Aufgabenstellung
Filtern Sie die nachstehenden Datensätze nach dem Wort „person“ und geben Sie jede Zeile, in der es vorkommt, unverändert wieder.
┌──
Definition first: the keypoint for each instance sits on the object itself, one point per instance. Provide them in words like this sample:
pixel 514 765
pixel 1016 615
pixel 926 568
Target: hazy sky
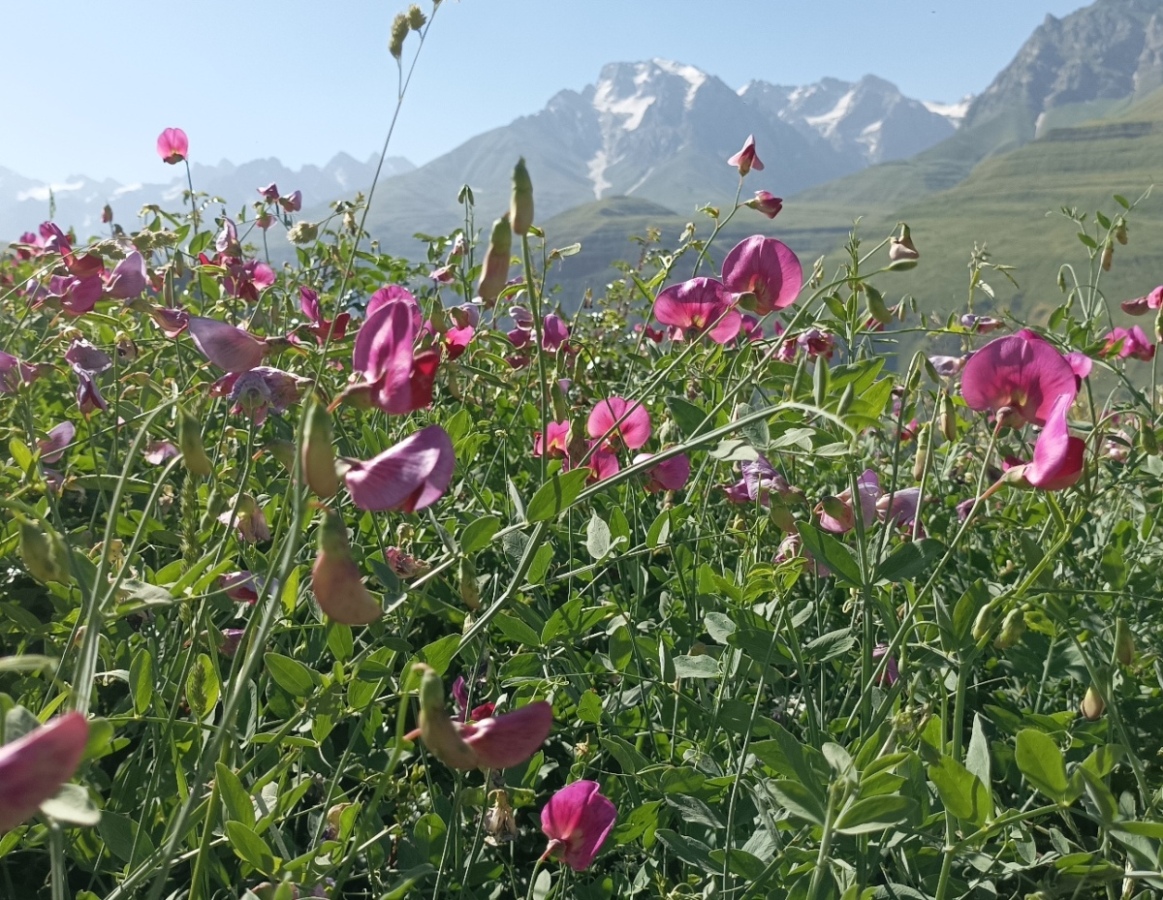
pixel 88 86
└──
┌──
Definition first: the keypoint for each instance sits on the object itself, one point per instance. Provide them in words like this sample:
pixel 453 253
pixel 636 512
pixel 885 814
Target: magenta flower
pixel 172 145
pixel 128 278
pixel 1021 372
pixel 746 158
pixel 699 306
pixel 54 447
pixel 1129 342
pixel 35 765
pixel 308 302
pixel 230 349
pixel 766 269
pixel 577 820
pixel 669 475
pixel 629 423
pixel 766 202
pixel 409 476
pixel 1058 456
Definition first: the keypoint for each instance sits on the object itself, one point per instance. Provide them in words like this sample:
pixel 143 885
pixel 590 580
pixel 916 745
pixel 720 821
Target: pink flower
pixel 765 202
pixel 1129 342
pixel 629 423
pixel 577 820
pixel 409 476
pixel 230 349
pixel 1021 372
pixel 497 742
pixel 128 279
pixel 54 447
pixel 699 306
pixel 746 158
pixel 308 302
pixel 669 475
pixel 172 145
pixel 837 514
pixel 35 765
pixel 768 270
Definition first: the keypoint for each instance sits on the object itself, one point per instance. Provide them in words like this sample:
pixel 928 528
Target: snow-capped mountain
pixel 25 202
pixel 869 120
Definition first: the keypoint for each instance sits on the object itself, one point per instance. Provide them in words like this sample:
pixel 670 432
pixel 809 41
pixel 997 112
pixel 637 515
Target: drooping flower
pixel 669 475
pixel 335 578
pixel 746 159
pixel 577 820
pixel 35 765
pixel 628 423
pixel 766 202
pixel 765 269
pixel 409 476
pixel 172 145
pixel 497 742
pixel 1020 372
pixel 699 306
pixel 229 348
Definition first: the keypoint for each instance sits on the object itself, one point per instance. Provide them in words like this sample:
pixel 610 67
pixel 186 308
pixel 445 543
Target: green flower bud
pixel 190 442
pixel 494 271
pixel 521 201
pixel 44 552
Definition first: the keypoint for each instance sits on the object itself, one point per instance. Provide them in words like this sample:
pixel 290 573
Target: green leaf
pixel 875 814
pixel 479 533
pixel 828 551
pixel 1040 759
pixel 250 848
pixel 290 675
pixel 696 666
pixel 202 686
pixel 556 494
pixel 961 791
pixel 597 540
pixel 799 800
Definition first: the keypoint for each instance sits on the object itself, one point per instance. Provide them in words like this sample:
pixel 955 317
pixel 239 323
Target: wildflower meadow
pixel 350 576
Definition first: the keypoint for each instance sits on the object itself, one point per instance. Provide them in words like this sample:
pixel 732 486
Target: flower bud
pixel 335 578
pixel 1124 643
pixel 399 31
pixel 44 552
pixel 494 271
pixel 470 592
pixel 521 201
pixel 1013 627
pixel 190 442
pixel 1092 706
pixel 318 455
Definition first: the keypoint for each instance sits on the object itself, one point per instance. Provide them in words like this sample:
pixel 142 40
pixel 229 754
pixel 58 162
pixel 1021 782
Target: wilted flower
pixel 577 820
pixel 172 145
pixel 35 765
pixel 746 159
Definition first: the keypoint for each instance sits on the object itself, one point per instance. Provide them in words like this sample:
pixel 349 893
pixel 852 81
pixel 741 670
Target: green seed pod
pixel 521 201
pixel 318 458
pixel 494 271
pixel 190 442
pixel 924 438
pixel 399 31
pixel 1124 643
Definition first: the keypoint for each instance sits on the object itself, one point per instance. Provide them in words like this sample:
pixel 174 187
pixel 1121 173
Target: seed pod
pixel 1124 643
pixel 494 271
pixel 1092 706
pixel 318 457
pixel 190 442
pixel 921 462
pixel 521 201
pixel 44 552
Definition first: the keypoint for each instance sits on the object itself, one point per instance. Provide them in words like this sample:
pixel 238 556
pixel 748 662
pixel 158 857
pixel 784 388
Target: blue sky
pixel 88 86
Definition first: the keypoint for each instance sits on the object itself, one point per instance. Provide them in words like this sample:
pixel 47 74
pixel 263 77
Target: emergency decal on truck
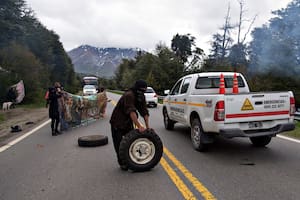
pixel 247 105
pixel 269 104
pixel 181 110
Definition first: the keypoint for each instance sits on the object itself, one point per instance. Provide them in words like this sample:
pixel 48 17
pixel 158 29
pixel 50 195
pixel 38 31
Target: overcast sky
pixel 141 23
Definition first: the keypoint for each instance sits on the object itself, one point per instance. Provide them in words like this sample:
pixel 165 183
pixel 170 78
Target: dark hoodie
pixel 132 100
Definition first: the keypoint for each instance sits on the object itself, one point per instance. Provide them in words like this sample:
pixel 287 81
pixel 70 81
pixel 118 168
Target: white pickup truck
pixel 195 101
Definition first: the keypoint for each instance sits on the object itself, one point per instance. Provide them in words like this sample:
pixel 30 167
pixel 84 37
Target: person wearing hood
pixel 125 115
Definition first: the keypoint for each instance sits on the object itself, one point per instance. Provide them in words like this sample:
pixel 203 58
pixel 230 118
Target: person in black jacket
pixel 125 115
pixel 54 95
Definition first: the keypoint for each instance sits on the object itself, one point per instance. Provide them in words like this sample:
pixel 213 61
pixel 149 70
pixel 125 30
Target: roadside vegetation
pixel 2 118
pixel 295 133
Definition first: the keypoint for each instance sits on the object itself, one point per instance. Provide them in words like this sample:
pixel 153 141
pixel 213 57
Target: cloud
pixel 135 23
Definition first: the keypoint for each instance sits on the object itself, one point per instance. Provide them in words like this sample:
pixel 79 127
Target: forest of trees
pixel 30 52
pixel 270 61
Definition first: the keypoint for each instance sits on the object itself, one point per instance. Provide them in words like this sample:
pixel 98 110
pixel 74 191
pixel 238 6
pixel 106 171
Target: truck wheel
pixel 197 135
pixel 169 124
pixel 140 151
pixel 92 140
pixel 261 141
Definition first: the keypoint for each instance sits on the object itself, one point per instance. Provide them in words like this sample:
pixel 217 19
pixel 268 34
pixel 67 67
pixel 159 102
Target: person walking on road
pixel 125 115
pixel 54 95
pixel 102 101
└──
Lösung
Target: person wearing hood
Target: person in black jacket
Target: person walking on road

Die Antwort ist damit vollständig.